*WHAT THIS TASK INVOLVES*
Write out the stretch of the listing from the line containing "[locate] stone church" through its final line, reproducing each line verbatim and omitting the pictures.

-- START OF PROVIDED MATERIAL --

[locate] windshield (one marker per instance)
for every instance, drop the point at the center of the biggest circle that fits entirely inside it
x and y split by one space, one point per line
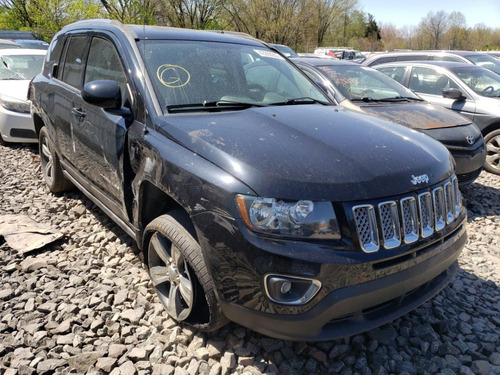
197 75
482 81
485 61
358 83
20 66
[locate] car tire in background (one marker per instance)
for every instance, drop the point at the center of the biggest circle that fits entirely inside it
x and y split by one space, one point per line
492 142
51 167
179 274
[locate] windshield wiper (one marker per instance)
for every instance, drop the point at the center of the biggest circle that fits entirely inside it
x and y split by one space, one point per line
212 105
303 100
396 99
230 103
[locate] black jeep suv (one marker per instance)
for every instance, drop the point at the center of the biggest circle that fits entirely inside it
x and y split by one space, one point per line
253 198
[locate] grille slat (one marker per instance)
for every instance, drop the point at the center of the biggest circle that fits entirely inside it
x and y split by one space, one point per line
391 222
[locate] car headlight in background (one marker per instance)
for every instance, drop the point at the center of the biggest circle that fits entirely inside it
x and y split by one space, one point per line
14 105
298 219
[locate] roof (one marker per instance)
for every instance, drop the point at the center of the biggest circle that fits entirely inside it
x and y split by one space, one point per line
318 61
16 34
141 32
22 51
443 64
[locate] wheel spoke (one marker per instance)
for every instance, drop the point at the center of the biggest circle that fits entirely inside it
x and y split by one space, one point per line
46 151
491 159
159 275
177 257
160 246
48 169
491 147
174 305
186 290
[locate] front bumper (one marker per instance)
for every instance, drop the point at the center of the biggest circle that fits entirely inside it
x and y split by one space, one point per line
357 308
17 127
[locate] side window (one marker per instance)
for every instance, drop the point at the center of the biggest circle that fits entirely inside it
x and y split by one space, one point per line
430 81
412 57
382 60
397 73
104 63
448 58
74 59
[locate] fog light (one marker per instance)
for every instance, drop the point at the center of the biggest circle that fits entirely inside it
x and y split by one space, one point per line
290 290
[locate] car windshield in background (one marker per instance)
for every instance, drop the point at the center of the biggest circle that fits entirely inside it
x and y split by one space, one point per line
482 81
485 61
196 75
285 50
359 83
20 66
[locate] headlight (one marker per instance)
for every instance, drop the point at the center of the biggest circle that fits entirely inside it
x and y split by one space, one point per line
14 105
300 219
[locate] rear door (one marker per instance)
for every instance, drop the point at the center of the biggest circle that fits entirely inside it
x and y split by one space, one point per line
429 83
67 82
100 138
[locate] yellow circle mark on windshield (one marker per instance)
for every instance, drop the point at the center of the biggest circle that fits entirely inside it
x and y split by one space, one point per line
173 76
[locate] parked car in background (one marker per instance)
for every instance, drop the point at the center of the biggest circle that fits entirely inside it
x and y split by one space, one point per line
467 89
481 59
7 43
17 68
33 44
369 91
341 53
253 198
495 54
284 50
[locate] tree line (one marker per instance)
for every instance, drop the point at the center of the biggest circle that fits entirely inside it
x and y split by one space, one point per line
301 24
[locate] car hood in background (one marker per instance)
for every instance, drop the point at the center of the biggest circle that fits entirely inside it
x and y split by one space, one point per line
413 115
311 151
14 88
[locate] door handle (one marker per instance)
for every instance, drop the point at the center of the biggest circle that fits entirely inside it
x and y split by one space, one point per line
78 112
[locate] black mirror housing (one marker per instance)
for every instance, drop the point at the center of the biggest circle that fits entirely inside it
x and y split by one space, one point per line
103 93
453 94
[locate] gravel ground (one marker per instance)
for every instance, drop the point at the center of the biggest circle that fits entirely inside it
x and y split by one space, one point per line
84 304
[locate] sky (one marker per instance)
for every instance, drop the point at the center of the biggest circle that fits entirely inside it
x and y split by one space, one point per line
409 13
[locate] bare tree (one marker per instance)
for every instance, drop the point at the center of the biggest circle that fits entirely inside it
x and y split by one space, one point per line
192 14
457 33
434 26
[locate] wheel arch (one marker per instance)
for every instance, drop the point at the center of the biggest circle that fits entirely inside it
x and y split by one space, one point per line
154 202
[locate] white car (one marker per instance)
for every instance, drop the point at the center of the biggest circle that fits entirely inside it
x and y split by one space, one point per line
17 68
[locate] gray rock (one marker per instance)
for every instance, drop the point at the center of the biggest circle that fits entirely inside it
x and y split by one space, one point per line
105 364
481 367
84 361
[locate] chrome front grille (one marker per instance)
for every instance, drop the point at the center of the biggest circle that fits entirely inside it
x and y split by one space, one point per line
406 219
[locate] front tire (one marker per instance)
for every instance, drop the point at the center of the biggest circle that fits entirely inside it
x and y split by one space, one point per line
51 167
179 274
492 142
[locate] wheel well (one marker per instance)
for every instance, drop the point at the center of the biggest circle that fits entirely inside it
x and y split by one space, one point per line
490 128
38 122
155 202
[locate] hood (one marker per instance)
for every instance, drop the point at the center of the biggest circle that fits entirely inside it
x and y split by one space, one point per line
17 89
311 151
414 115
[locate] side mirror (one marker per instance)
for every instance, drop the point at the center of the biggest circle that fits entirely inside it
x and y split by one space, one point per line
103 93
454 94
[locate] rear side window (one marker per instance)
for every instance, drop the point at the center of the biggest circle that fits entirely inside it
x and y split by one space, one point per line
382 60
397 73
430 81
104 63
74 61
412 57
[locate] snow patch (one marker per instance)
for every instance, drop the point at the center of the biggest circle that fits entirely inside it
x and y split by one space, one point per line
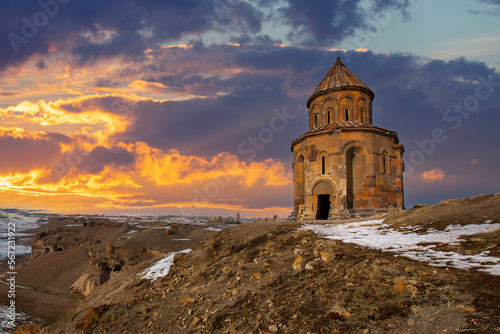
161 268
375 234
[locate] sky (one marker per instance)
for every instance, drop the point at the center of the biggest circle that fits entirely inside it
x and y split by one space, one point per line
189 107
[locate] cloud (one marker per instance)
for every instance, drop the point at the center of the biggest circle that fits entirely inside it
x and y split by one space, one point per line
433 175
205 112
84 33
494 12
325 23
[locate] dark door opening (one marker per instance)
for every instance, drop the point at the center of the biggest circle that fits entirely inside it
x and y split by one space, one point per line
350 181
323 207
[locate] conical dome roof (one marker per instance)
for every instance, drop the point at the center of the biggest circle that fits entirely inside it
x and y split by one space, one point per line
339 78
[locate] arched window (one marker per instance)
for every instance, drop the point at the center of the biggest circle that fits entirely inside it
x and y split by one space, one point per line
384 163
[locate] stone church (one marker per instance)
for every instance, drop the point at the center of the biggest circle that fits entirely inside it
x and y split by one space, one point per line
344 166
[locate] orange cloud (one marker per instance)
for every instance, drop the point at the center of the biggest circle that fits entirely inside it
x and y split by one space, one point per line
172 168
432 175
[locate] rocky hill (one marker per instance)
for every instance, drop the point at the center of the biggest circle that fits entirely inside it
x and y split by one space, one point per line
266 277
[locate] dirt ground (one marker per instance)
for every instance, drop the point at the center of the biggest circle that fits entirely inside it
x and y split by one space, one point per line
271 277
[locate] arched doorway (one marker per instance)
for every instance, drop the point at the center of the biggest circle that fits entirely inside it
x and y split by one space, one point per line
322 193
355 173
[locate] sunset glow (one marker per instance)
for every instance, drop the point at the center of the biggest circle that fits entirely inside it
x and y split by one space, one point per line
190 109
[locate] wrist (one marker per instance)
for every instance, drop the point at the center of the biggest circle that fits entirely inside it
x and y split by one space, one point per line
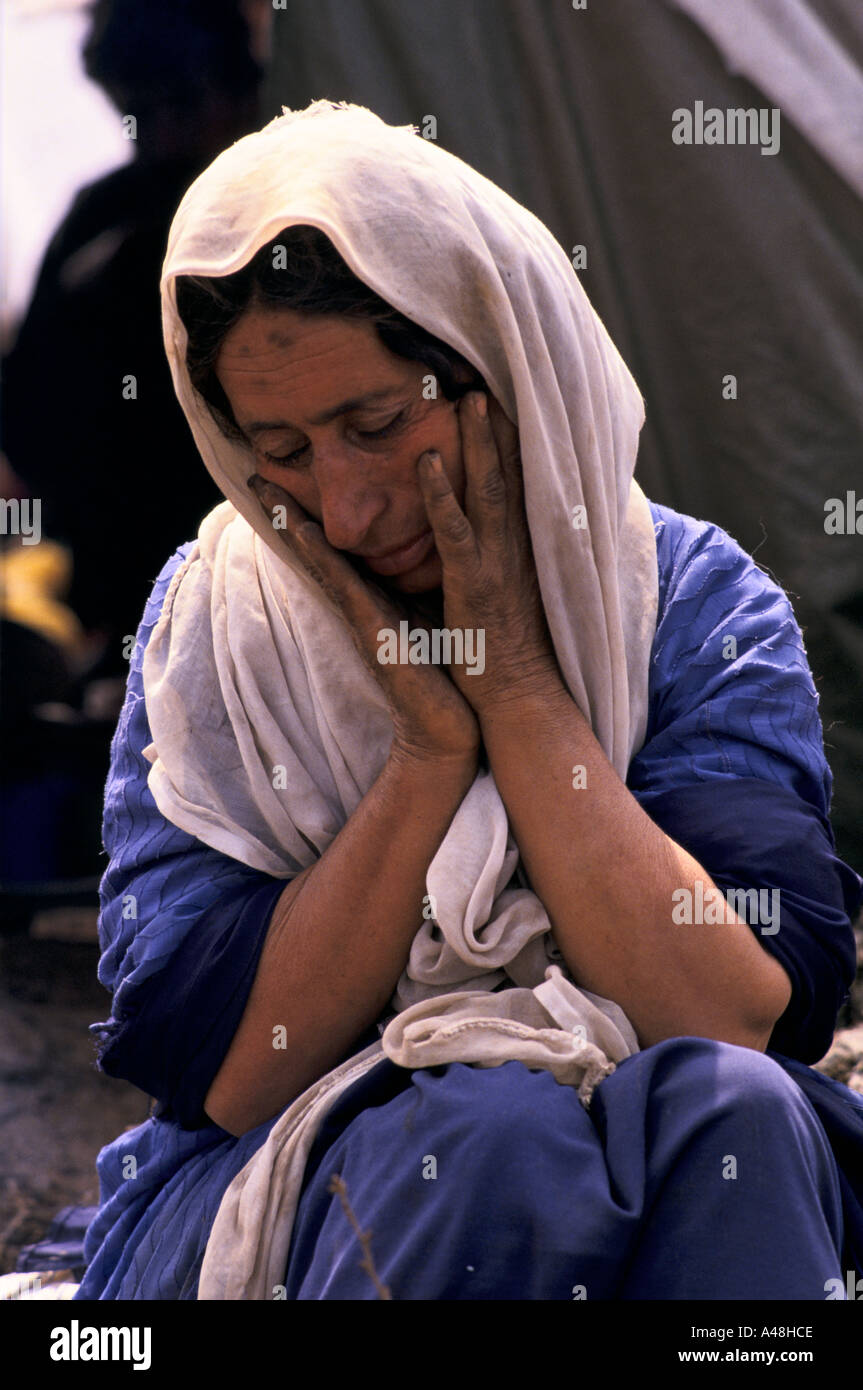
534 698
453 766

-- END OF PROVIDED MATERIAL --

*RESPONSE TO THE TASK*
[locate] stone church (one marker per instance)
for every instance, drop the point at the center of the biggest circle that fits entirely inside it
x and y split by one space, one point per line
344 166
[locate] orange cloud (one marker per instance)
for every instance, drop the point at the center of the biggest circle that fits entirely inside it
x and y split by one space, one point per line
172 168
432 175
[locate] rocky hill (one marker per instance)
for every instance, drop the point at the center of the biggest circle that fits entirely inside it
x and y split by one space, one point per line
266 277
[locate] dirt ground (one marker per instance)
for every instance, drop the point at the center of the biggest circle that fits entirely inside it
x and y split by one space, one point per line
271 277
[locate] arched doorway (one marker per instance)
for every instance, drop the point at the center of the biggest circle that fits entirely inside it
x and y split by one space, one point per line
322 193
355 173
[locate] sunset glow (one marker per instance)
for every instance, drop the point at the center of the biggest circle that fits entirely inside it
x and y split by one space, one point per line
190 109
[locate] wrist (one marker per instance)
for every instance, drop the point at the center of the biggest circle that fits entirely inside it
x and y split by one space, one point per line
534 698
453 766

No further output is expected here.